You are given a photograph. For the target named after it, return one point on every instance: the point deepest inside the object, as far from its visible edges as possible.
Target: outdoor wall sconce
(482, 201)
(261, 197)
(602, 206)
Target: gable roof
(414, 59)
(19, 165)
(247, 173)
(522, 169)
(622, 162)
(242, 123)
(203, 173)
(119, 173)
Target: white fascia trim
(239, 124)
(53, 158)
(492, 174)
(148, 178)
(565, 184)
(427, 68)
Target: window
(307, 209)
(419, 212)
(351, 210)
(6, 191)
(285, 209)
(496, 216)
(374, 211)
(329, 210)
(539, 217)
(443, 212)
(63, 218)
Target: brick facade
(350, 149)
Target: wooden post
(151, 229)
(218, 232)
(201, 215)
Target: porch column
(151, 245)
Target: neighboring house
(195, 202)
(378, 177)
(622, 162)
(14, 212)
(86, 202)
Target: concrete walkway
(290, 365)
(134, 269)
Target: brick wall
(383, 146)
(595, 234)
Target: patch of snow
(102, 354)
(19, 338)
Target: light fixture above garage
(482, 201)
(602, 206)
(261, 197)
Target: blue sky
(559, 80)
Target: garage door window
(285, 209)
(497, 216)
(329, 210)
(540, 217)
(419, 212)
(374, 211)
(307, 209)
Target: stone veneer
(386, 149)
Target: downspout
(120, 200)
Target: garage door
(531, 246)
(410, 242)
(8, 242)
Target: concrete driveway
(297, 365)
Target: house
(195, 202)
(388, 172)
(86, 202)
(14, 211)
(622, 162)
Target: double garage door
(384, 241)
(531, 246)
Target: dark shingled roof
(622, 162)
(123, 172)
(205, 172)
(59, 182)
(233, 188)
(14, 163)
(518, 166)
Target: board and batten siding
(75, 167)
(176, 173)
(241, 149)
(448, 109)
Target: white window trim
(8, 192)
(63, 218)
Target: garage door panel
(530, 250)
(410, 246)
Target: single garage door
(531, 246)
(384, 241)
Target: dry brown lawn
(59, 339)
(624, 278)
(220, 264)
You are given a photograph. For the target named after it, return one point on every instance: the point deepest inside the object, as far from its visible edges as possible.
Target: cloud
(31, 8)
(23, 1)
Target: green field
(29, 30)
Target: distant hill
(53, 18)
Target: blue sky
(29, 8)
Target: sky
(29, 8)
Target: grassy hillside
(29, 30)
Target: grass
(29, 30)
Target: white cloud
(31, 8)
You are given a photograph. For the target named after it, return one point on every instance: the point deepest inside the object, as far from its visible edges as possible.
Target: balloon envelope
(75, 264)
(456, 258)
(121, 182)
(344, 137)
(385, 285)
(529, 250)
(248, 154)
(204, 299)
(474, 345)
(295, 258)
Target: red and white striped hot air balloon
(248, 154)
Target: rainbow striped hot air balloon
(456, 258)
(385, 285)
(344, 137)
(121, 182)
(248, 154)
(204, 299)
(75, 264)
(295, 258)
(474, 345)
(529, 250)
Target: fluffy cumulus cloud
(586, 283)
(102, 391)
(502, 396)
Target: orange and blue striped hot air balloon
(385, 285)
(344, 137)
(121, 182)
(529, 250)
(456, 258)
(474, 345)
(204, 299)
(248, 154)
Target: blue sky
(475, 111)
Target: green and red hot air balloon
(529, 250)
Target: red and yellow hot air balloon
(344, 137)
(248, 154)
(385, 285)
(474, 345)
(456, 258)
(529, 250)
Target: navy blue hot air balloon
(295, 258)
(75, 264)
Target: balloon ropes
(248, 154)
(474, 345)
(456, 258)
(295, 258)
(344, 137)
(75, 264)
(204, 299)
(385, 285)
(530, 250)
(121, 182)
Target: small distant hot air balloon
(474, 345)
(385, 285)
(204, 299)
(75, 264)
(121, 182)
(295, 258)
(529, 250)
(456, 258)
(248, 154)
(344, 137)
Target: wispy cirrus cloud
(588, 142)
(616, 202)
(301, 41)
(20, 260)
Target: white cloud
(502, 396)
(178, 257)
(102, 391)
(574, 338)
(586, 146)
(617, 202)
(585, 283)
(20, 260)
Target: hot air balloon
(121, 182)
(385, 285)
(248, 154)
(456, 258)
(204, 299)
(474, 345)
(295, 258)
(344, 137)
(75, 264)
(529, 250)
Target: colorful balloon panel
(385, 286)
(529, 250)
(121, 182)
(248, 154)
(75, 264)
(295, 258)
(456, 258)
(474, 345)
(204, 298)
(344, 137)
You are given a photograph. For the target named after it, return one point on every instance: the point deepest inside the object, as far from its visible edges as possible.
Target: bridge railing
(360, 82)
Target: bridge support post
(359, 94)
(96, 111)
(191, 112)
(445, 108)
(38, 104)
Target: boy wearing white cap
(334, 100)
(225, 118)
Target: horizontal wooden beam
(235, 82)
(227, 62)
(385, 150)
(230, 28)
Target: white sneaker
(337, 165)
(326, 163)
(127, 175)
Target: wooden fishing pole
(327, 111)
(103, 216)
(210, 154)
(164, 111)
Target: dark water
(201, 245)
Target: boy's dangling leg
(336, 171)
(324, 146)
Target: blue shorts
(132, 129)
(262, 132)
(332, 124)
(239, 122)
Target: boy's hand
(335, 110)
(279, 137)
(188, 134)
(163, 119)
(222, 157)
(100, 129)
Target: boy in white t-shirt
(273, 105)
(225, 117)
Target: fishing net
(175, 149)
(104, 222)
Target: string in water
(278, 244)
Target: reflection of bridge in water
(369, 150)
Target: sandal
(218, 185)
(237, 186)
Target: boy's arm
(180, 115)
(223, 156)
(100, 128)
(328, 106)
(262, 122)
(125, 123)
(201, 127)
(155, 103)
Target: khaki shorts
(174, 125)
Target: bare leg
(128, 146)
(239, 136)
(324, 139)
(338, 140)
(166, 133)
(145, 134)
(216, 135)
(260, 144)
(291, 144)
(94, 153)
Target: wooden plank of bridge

········

Task requirements: Return the full listing. Leave every word as it stands.

Expected answer:
You are given a photograph. For the target named after it, return one point on every instance: the point deepest inside the object, as far from its visible edges as possible.
Target: outdoor wall sconce
(482, 201)
(261, 197)
(602, 206)
Target: gable roof
(414, 59)
(19, 165)
(247, 173)
(522, 169)
(622, 162)
(242, 123)
(203, 173)
(119, 173)
Target: white fascia trim
(239, 124)
(53, 158)
(492, 174)
(148, 178)
(565, 184)
(427, 68)
Target: window
(307, 209)
(419, 212)
(351, 210)
(6, 191)
(285, 209)
(496, 216)
(374, 211)
(329, 210)
(539, 217)
(443, 212)
(63, 218)
Target: brick facade
(350, 149)
Target: wooden post
(151, 229)
(218, 232)
(201, 215)
Target: porch column
(151, 245)
Target: neighboring house
(195, 202)
(378, 177)
(622, 162)
(14, 212)
(86, 202)
Target: concrete walkway
(290, 365)
(134, 269)
Target: brick wall
(383, 146)
(595, 234)
Target: patch of snow
(102, 354)
(19, 338)
Target: light fixture above garage
(482, 201)
(602, 206)
(261, 197)
Target: blue sky
(559, 80)
Target: garage door window
(285, 209)
(497, 216)
(329, 210)
(540, 217)
(419, 212)
(374, 211)
(307, 209)
Target: stone veneer
(386, 149)
Target: downspout
(120, 200)
Target: garage door
(531, 246)
(410, 242)
(8, 242)
Target: concrete driveway
(297, 365)
Target: house
(195, 202)
(388, 172)
(86, 202)
(14, 211)
(622, 162)
Target: double garage door
(384, 241)
(531, 246)
Target: dark shingled roof
(622, 162)
(123, 172)
(205, 172)
(59, 182)
(233, 188)
(14, 163)
(518, 166)
Target: board and batten siding
(75, 167)
(176, 173)
(241, 149)
(448, 109)
Target: white window trim
(8, 192)
(63, 218)
Target: garage door panel
(530, 250)
(410, 246)
Target: single garage door
(531, 246)
(384, 241)
Target: dry brown lawn
(59, 339)
(624, 278)
(220, 264)
You are given a photograph. For the target named after it, return one point on every instance: the point deepest inside the object, as far from its visible edges as possible.
Target: cloud
(31, 8)
(23, 1)
Target: green field
(29, 30)
Target: distant hill
(53, 18)
Target: blue sky
(29, 8)
Target: sky
(29, 8)
Target: grassy hillside
(29, 30)
Target: grass
(29, 30)
Target: white cloud
(31, 8)
You are given a photograph. For the target named after it, return one point on every instance: the point deepest inside the object, as far from its visible edges as possible.
Target: balloon envelope
(75, 264)
(456, 258)
(121, 182)
(344, 137)
(385, 285)
(529, 250)
(248, 154)
(204, 299)
(474, 345)
(295, 258)
Target: red and white striped hot air balloon
(248, 154)
Target: rainbow striped hot air balloon
(456, 258)
(385, 285)
(344, 137)
(121, 182)
(248, 154)
(204, 299)
(75, 264)
(295, 258)
(474, 345)
(529, 250)
Target: fluffy cumulus cloud
(586, 283)
(102, 391)
(502, 396)
Target: orange and blue striped hot air balloon
(385, 285)
(344, 137)
(121, 182)
(529, 250)
(456, 258)
(474, 345)
(204, 299)
(248, 154)
Target: blue sky
(475, 111)
Target: green and red hot air balloon
(529, 250)
Target: red and yellow hot air balloon
(344, 137)
(248, 154)
(385, 285)
(474, 345)
(456, 258)
(529, 250)
Target: navy blue hot air balloon
(295, 258)
(75, 264)
Target: balloon ropes
(248, 154)
(474, 345)
(456, 258)
(295, 258)
(344, 137)
(75, 264)
(204, 299)
(385, 285)
(530, 250)
(121, 182)
Target: small distant hot air balloon
(474, 345)
(385, 285)
(204, 299)
(75, 264)
(121, 182)
(295, 258)
(529, 250)
(456, 258)
(248, 154)
(344, 137)
Target: wispy cirrus cloud
(588, 142)
(616, 202)
(301, 41)
(20, 260)
Target: white cloud
(502, 396)
(178, 257)
(102, 391)
(574, 338)
(586, 146)
(617, 202)
(585, 283)
(20, 260)
Target: hot air balloon
(121, 182)
(385, 285)
(248, 154)
(456, 258)
(204, 299)
(474, 345)
(295, 258)
(344, 137)
(75, 264)
(529, 250)
Target: colorful balloon panel
(385, 286)
(529, 250)
(121, 182)
(248, 154)
(75, 264)
(295, 258)
(456, 258)
(474, 345)
(204, 298)
(344, 137)
You are given a photograph. For the target named after it, return one point on every instance: the point deepest inside the object, as far from its visible edges as possible.
Target: bridge railing
(360, 82)
Target: bridge support post
(359, 94)
(96, 111)
(191, 112)
(445, 108)
(38, 104)
Target: boy wearing white cap
(334, 100)
(225, 118)
Target: horizontal wooden beam
(235, 82)
(227, 62)
(385, 150)
(230, 28)
Target: white sneaker
(337, 165)
(326, 163)
(127, 175)
Target: wooden fishing pole
(327, 111)
(103, 216)
(210, 154)
(164, 111)
Target: dark water
(201, 245)
Target: boy's dangling leg
(336, 171)
(324, 146)
Target: blue shorts
(132, 129)
(262, 132)
(332, 124)
(239, 122)
Target: boy's hand
(335, 110)
(279, 137)
(188, 134)
(163, 119)
(222, 157)
(100, 129)
Target: boy in white t-shirt
(273, 105)
(225, 117)
Target: fishing net
(175, 149)
(104, 222)
Target: string in water
(278, 244)
Target: reflection of bridge in water
(369, 150)
Target: sandal
(218, 185)
(237, 186)
Target: boy's arm
(180, 115)
(223, 156)
(100, 128)
(328, 106)
(262, 122)
(125, 123)
(201, 127)
(155, 103)
Target: khaki shorts
(174, 125)
Target: bare leg
(128, 146)
(239, 136)
(324, 139)
(338, 140)
(166, 133)
(145, 134)
(216, 135)
(260, 144)
(291, 144)
(94, 153)
Target: wooden plank of bridge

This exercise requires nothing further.